• [Excerpt provided]:
______
Aired April 30, 2003 - 12:33   ET


WOLF BLITZER, CNN ANCHOR: We want to go over to the White House, the Press Secretary Ari Fleischer has just walked into the press briefing room, beginning to make some announcements. He'll be answering reporters' questions. Let's listen in.
ARI FLEISCHER, WHITE HOUSE PRESS SECY.: "On March 14, I noted the important steps taken by the Palestinian Legislative Council toward the creation of an empowered, accountable office of prime minister. The PLC has now confirmed a new Palestinian prime minister and cabinet.

"Today the road map for peace, developed by the United States over the last several months in close cooperation with Russia, the European Union and the United Nations, has been presented to the Israelis and to the Palestinians.

FLEISCHER: "The road map represents a starting point toward achieving the vision of two states, a secure state of Israel and a viable, peaceful, democratic Palestine, that I set out on June 24, 2002. It is a framework for progress toward lasting peace and security in the Middle East.

"Implementing the road map will depend upon the good faith and efforts and contributions of both sides. The pace of progress will depend strictly on the performance of the parties.
______
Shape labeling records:
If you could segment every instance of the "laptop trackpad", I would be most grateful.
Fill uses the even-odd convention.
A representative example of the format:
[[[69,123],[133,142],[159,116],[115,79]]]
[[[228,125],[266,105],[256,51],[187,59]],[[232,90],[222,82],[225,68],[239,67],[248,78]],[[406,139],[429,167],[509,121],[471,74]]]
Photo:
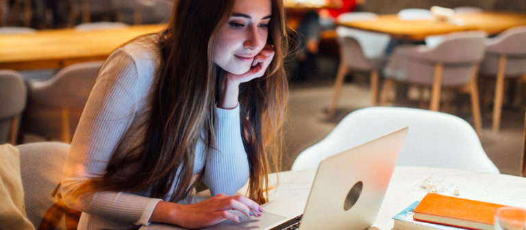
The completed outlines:
[[[241,217],[240,222],[234,222],[232,220],[226,220],[217,225],[209,226],[203,229],[206,230],[227,230],[227,229],[263,229],[265,227],[275,224],[280,220],[286,218],[284,216],[273,214],[269,212],[263,212],[261,217],[247,217],[239,211],[229,211]]]

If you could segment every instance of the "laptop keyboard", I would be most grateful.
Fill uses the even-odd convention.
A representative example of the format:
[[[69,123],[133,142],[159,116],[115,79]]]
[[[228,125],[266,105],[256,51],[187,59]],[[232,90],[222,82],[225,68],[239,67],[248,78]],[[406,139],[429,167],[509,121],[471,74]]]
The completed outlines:
[[[296,216],[288,221],[277,225],[271,230],[296,230],[299,227],[299,223],[301,222],[301,217],[303,214]]]

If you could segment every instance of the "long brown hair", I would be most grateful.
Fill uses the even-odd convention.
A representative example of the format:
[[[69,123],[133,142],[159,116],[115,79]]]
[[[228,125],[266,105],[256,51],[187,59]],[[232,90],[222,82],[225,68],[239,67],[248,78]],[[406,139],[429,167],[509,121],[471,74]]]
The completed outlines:
[[[280,169],[288,97],[284,62],[290,30],[283,1],[271,1],[267,42],[275,45],[275,56],[264,76],[242,84],[239,94],[250,166],[248,196],[259,203],[266,202],[268,174]],[[214,105],[223,71],[212,60],[214,38],[234,1],[175,1],[158,43],[161,58],[142,144],[124,156],[114,154],[102,177],[89,181],[77,192],[147,190],[151,197],[164,199],[175,183],[170,200],[177,201],[195,186],[190,181],[197,142],[203,141],[209,149],[214,146]]]

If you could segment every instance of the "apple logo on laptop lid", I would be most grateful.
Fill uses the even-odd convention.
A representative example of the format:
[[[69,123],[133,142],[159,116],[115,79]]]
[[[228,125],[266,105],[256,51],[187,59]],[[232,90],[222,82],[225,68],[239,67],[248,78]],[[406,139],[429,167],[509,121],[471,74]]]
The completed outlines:
[[[347,211],[350,209],[356,201],[358,201],[360,195],[362,194],[362,189],[364,188],[364,183],[361,181],[356,182],[356,183],[351,188],[351,190],[347,194],[347,196],[345,198],[345,201],[343,203],[343,209]]]

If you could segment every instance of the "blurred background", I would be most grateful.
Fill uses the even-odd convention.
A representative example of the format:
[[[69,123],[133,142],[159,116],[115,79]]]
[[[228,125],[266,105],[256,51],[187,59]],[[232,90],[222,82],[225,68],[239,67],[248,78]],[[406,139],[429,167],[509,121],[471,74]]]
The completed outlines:
[[[396,106],[467,121],[518,175],[526,105],[524,0],[284,0],[289,170],[355,110]],[[0,0],[0,143],[71,142],[98,68],[158,31],[171,0]]]

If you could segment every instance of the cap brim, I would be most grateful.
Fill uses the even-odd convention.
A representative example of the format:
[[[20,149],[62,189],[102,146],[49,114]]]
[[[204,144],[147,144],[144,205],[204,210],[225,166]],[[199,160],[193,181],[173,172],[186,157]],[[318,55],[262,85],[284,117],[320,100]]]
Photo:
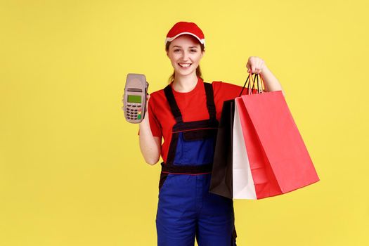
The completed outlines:
[[[167,42],[168,42],[168,41],[169,41],[169,42],[172,41],[173,40],[174,40],[178,37],[179,37],[181,35],[183,35],[183,34],[189,34],[189,35],[193,36],[199,41],[199,42],[200,44],[203,44],[204,46],[205,45],[205,39],[200,39],[198,36],[196,36],[194,34],[190,33],[190,32],[181,32],[181,33],[176,34],[176,36],[174,36],[173,37],[170,37],[170,38],[169,37],[167,37],[165,39],[165,44],[167,44]]]

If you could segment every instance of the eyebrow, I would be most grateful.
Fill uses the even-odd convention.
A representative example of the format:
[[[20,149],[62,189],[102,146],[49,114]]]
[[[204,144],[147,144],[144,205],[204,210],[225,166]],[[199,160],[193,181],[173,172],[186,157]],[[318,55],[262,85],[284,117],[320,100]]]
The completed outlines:
[[[178,45],[175,45],[175,46],[173,46],[173,48],[175,48],[175,47],[182,48],[182,46],[179,46]],[[190,46],[188,48],[198,48],[198,46]]]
______
• [Exercises to complete]:
a. List every partner the White House briefing transcript says the United States worked with in developing the road map for peace.
b. Resume the White House briefing transcript, picking up right after its final sentence.

• [Expected results]:
a. Russia, the European Union, the United Nations

b.
"I urge Israelis and Palestinians to work with us and with other members of the international community and, above all, directly with each other to immediately end the violence and return to a path of peace based on the principles and objectives outlined in my statement of June 24, 2002.

"Both Israelis and Palestinians have suffered from the terror and violence and from the loss of hope and a better future of peace and security.

"An opportunity now exists to move forward. The United States will do all it can seize this opportunity. To that end, I've asked Secretary Powell to travel to the region to begin working with parties so that we may take advantage of this moment."

End of statement. That'll be released in print to you immediately following the meeting.

And finally, yesterday Senate Democrats announced that they will filibuster another one of President Bush's very qualified nominees, in this case Texas Supreme Court Justice Priscilla Owen, who is a nominee for the 5th Circuit. Miguel Estrada has also been the subject of a Senate filibuster. They were both originally nominated on May 9, 2001, and have been waiting almost two years for a vote.

Both were rated well-qualified from the American Bar Association. That is the highest possible rating that the American Bar Association gives. It is also, according to Democrats, the gold standard that they would use to judge whether nominees were qualified. Both enjoy strong bipartisan support within their states. Both have majority votes available bipartisan on the floor of the Senate if the obstruction were to cease.

The Senate has a constitutional responsibility to hold an up or down vote on all judicial nominees within a reasonable amount of time, but some Democrats have abandoned that responsibility in favor of partisan politics and obstructionism.

FLEISCHER: The Constitution is clear. A majority is required to confirm judicial nominees. A minority of Senate Democrats are effectively changing the law with their obstructionist tactics.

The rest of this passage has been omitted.